■ **RECORDS FOR PROCESSING**
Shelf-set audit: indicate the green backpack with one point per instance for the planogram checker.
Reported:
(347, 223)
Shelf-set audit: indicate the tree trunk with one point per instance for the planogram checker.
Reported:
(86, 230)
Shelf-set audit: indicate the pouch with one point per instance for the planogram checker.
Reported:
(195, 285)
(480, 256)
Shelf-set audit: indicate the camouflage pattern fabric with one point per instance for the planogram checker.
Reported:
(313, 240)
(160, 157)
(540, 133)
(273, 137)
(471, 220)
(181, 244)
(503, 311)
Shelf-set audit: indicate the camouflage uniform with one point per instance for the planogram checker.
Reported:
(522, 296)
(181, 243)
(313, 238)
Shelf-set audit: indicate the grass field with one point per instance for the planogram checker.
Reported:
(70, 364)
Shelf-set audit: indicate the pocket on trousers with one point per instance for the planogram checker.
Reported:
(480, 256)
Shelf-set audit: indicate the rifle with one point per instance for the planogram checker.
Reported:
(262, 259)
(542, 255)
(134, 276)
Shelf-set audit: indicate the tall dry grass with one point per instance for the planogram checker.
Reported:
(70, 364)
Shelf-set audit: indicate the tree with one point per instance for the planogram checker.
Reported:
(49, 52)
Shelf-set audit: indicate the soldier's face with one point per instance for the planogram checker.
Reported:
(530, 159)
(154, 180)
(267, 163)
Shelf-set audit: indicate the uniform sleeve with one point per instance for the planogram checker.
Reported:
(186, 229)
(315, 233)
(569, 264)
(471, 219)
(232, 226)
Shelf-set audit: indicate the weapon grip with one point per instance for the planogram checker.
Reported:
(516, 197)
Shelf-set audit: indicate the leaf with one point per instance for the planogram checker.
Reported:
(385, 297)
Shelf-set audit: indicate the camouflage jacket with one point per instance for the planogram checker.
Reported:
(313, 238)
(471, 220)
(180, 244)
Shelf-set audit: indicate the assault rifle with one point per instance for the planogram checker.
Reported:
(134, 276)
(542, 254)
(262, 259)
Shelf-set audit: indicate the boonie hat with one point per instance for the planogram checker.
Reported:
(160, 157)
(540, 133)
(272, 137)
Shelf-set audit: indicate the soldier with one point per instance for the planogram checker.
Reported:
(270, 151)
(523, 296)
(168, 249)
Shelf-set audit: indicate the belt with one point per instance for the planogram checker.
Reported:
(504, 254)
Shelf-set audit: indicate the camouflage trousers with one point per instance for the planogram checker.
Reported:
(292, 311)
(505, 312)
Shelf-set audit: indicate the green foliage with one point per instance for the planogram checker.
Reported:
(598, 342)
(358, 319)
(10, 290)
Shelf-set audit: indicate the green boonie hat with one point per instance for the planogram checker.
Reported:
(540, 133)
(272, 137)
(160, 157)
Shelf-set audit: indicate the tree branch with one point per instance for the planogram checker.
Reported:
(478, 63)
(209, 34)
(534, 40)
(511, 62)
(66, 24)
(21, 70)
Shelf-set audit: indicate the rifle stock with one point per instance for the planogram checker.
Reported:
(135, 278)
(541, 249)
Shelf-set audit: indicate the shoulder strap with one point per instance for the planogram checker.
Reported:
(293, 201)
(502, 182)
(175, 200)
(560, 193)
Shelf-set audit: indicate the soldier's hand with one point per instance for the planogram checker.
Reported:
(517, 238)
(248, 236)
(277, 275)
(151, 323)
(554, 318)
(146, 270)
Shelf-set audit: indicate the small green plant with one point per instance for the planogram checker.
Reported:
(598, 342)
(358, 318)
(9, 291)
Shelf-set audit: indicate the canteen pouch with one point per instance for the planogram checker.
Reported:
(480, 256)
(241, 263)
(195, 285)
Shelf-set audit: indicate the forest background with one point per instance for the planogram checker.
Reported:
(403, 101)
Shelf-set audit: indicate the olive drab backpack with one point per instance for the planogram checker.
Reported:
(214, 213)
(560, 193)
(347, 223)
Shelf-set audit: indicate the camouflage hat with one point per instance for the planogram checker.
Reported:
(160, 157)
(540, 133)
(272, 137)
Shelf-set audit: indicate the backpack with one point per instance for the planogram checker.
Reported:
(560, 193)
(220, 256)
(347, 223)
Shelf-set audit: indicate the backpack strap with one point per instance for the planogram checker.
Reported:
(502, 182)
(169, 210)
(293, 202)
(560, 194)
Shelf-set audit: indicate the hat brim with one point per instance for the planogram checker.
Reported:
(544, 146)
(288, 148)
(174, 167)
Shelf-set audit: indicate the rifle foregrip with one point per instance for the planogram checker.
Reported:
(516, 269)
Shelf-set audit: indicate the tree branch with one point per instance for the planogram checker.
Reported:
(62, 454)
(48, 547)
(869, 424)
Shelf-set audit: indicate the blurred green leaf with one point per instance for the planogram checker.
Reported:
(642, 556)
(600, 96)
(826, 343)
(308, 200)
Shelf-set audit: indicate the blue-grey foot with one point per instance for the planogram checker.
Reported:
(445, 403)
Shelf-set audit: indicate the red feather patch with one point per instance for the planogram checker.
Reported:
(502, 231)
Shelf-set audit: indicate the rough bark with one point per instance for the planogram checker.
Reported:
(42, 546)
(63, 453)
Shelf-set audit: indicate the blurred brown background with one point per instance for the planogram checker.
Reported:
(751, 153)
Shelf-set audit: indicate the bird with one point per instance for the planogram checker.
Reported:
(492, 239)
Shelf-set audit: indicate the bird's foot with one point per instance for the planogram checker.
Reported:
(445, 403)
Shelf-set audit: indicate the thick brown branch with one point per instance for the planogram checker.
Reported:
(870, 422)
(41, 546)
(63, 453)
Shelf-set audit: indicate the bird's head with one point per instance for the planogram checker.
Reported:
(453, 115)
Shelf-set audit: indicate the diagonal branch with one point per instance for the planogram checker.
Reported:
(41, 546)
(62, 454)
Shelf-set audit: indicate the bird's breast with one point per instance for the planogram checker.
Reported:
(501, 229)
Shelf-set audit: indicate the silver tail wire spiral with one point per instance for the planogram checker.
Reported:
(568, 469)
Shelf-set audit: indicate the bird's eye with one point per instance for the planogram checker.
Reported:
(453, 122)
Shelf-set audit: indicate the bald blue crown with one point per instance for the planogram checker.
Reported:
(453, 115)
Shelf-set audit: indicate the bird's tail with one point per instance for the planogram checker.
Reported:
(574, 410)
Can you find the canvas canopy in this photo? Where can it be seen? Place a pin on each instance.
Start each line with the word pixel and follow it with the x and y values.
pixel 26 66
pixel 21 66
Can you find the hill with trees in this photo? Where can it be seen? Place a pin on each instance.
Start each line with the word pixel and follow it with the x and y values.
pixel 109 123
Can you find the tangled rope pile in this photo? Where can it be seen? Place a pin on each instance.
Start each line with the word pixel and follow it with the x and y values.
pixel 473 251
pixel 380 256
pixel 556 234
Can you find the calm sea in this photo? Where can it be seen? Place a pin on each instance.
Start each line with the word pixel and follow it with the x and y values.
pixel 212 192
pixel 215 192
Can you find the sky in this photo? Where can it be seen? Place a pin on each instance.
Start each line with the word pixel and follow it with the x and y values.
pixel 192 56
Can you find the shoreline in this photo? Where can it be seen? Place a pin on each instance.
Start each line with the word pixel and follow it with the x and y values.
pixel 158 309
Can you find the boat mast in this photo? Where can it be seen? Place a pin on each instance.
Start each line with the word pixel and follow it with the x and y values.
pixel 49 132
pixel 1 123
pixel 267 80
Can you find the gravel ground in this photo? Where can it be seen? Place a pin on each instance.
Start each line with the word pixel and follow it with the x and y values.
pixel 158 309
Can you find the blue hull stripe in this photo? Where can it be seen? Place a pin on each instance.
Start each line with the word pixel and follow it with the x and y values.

■ **REQUIRED ACTION**
Please transcribe the material above in full, keeping every character intact.

■ **EXERCISE SOLUTION**
Shelf-set audit: indicate the green backpack with one point per instance for the planogram checker.
Reported:
(347, 223)
Shelf-set audit: indicate the tree trunk with one point per instance for the planogram checker.
Reported:
(86, 230)
Shelf-set audit: indicate the pouch with one point per instance for the planogram checker.
Reported:
(195, 285)
(480, 256)
Shelf-set audit: indicate the camouflage pattern fabric with one point per instance for the planogram checker.
Reported:
(313, 240)
(160, 157)
(540, 133)
(273, 137)
(471, 220)
(181, 244)
(503, 311)
Shelf-set audit: indicate the camouflage uniform with one point per instance for the planogram checker.
Reported:
(522, 296)
(181, 243)
(313, 238)
Shelf-set audit: indicate the grass field with one point per instance for the planogram checker.
Reported:
(70, 364)
Shelf-set audit: indicate the pocket on trousers with one point per instance for the planogram checker.
Reported:
(480, 256)
Shelf-set audit: indicate the rifle with one point per instance for the planogram checker.
Reported:
(262, 259)
(542, 255)
(134, 276)
Shelf-set audit: indicate the tall dry grass with one point per instance for the planogram checker.
Reported:
(70, 364)
Shelf-set audit: indicate the tree with one point per instance for the planogram checker.
Reported:
(49, 52)
Shelf-set audit: indicate the soldier's face with one point per instance for the planogram checker.
Reported:
(530, 159)
(154, 180)
(267, 163)
Shelf-set audit: indicate the uniform sleeve with one point per instance for the planogram checker.
Reported:
(186, 229)
(315, 233)
(569, 264)
(471, 219)
(232, 226)
Shelf-set audit: indicate the weapon grip with one point per instance for the planogram checker.
Reported:
(516, 197)
Shelf-set audit: indicate the leaf with one point per instance for the planogram checker.
Reported:
(385, 297)
Shelf-set audit: indicate the camouflage jacket with one point per instance for the planogram checker.
Reported:
(313, 238)
(471, 220)
(180, 244)
Shelf-set audit: indicate the assault rifle with one point per instance for the planogram checker.
Reported:
(134, 276)
(542, 254)
(262, 259)
Shelf-set audit: indicate the boonie hat with one point per instance for the planogram checker.
Reported:
(160, 157)
(540, 133)
(272, 137)
Shelf-set audit: indicate the soldier with one point per instance for the planogram checker.
Reported:
(270, 151)
(523, 296)
(168, 249)
Shelf-set audit: indicate the belt with one point per instance for the planogram checker.
Reported:
(504, 254)
Shelf-set audit: indicate the camouflage trousers with one point per instance for the planogram checker.
Reported:
(292, 311)
(505, 312)
Shelf-set audit: indicate the green foliage with one point per instance for the planogram checker.
Reported:
(598, 342)
(358, 319)
(10, 290)
Shelf-set audit: indicate the green boonie hat with one point per instance for the planogram checker.
Reported:
(540, 133)
(272, 137)
(160, 157)
Shelf-set audit: indicate the tree branch with one point per instance for the planogram checker.
Reported:
(478, 63)
(209, 34)
(534, 40)
(511, 62)
(66, 24)
(21, 70)
Shelf-set audit: indicate the rifle stock with one point per instance for the planogram checker.
Reported:
(135, 278)
(541, 249)
Shelf-set audit: indicate the shoulder strap with one point per instance for the planogram checker.
Reported:
(293, 201)
(502, 182)
(175, 200)
(560, 193)
Shelf-set audit: indicate the soldier's hand with one point per instance for the planogram checker.
Reported:
(517, 238)
(248, 236)
(277, 275)
(151, 323)
(554, 318)
(146, 270)
Shelf-set audit: indicate the small green plant with one point per instance for the planogram checker.
Reported:
(598, 342)
(358, 318)
(9, 291)
Shelf-set audit: indicate the canteen pouch with one point per instance for the planogram checker.
Reported:
(480, 256)
(241, 263)
(195, 285)
Shelf-set audit: indicate the forest background with one point per instance for the planogram checker.
Reported:
(403, 101)
Shelf-set audit: indicate the olive drab backpack with one point per instance for the planogram checker.
Reported:
(214, 213)
(560, 193)
(347, 223)
Shelf-set audit: indicate the camouflage hat with one point per instance for the planogram checker.
Reported:
(160, 157)
(540, 133)
(272, 137)
Shelf-set audit: indicate the backpack with one point per instance for the planogram checker.
Reported:
(560, 193)
(220, 256)
(347, 223)
Shelf-set audit: indicate the backpack strap with one point per instance for the planogram checker.
Reported:
(502, 182)
(169, 210)
(293, 202)
(560, 194)
Shelf-set audit: indicate the hat brim with one point per instance for the planogram checker.
Reported:
(544, 146)
(288, 148)
(174, 167)
Shelf-set audit: indicate the rifle foregrip with one point per instance for the planogram checker.
Reported:
(516, 269)
Shelf-set audit: indicate the tree branch with one point per instance for the planogram checker.
Reported:
(62, 454)
(48, 547)
(869, 424)
Shelf-set audit: indicate the blurred green leaf with one point per instance for the planogram checker.
Reported:
(642, 556)
(600, 96)
(826, 343)
(308, 200)
Shelf-set audit: indicate the blue-grey foot with one point per instance for the planogram checker.
Reported:
(445, 403)
Shelf-set audit: indicate the red feather patch with one point per instance for the planogram checker.
Reported:
(502, 231)
Shelf-set audit: indicate the rough bark with one point per instance for the planogram checker.
Reported:
(42, 546)
(63, 453)
Shelf-set audit: indicate the blurred brown background with one point per instance for the planogram checker.
Reported:
(751, 153)
Shelf-set audit: indicate the bird with one point per instance for the planogram checker.
Reported:
(492, 239)
Shelf-set audit: indicate the bird's foot with one point per instance for the planogram checker.
Reported:
(445, 403)
Shelf-set audit: indicate the thick brown branch with one point per instance for the planogram checker.
Reported:
(870, 422)
(41, 546)
(63, 453)
Shelf-set audit: indicate the bird's head with one point per instance for the planogram checker.
Reported:
(453, 115)
Shelf-set audit: indicate the diagonal branch with one point per instance for the planogram checker.
Reported:
(41, 546)
(62, 454)
Shelf-set audit: indicate the bird's breast with one point per instance for the planogram checker.
Reported:
(501, 229)
Shelf-set audit: indicate the silver tail wire spiral with one point per instance for the planogram checker.
Reported:
(568, 469)
Shelf-set audit: indicate the bird's eye with one point per instance for the planogram checker.
Reported:
(453, 122)
Shelf-set audit: indicate the bald blue crown with one point per instance for the planogram checker.
Reported:
(453, 115)
Shelf-set audit: indicate the bird's tail with one point per instance for the planogram checker.
Reported:
(574, 410)
Can you find the canvas canopy in this photo? Where can it be seen? Place a pin on each instance.
Start each line with the word pixel and follow it with the x and y values.
pixel 26 66
pixel 21 66
Can you find the hill with trees in this photo? Where can it be seen? Place a pin on each instance.
Start each line with the word pixel and follow it with the x and y values.
pixel 109 123
Can you find the tangled rope pile in this photo? Where can it be seen? Place a pin on each instance.
Start each line with the word pixel and follow it with the x and y values.
pixel 473 251
pixel 380 256
pixel 556 234
Can you find the calm sea in this photo? Where can it be seen? Place a pin on each instance.
Start each line with the word pixel and follow it with the x and y values.
pixel 212 192
pixel 215 192
Can you find the sky in this photo? Where can it be seen? Place a pin on each instance.
Start each line with the word pixel and follow it with the x and y values.
pixel 192 56
Can you find the shoreline in this photo? Where can it be seen? Place a pin on each instance.
Start each line with the word pixel and follow it with the x and y values.
pixel 158 309
Can you find the boat mast in this photo? Where can it be seen? Place a pin on each instance.
Start each line with the word pixel and follow it with the x and y values.
pixel 49 132
pixel 1 123
pixel 267 80
Can you find the gravel ground in this photo? Where can it be seen? Place a pin on each instance.
Start each line with the word pixel and follow it with the x and y values.
pixel 158 309
Can you find the blue hull stripe in this photo? Where can it be seen? Place a pin on each instance.
Start each line with the word pixel and follow it with the x and y values.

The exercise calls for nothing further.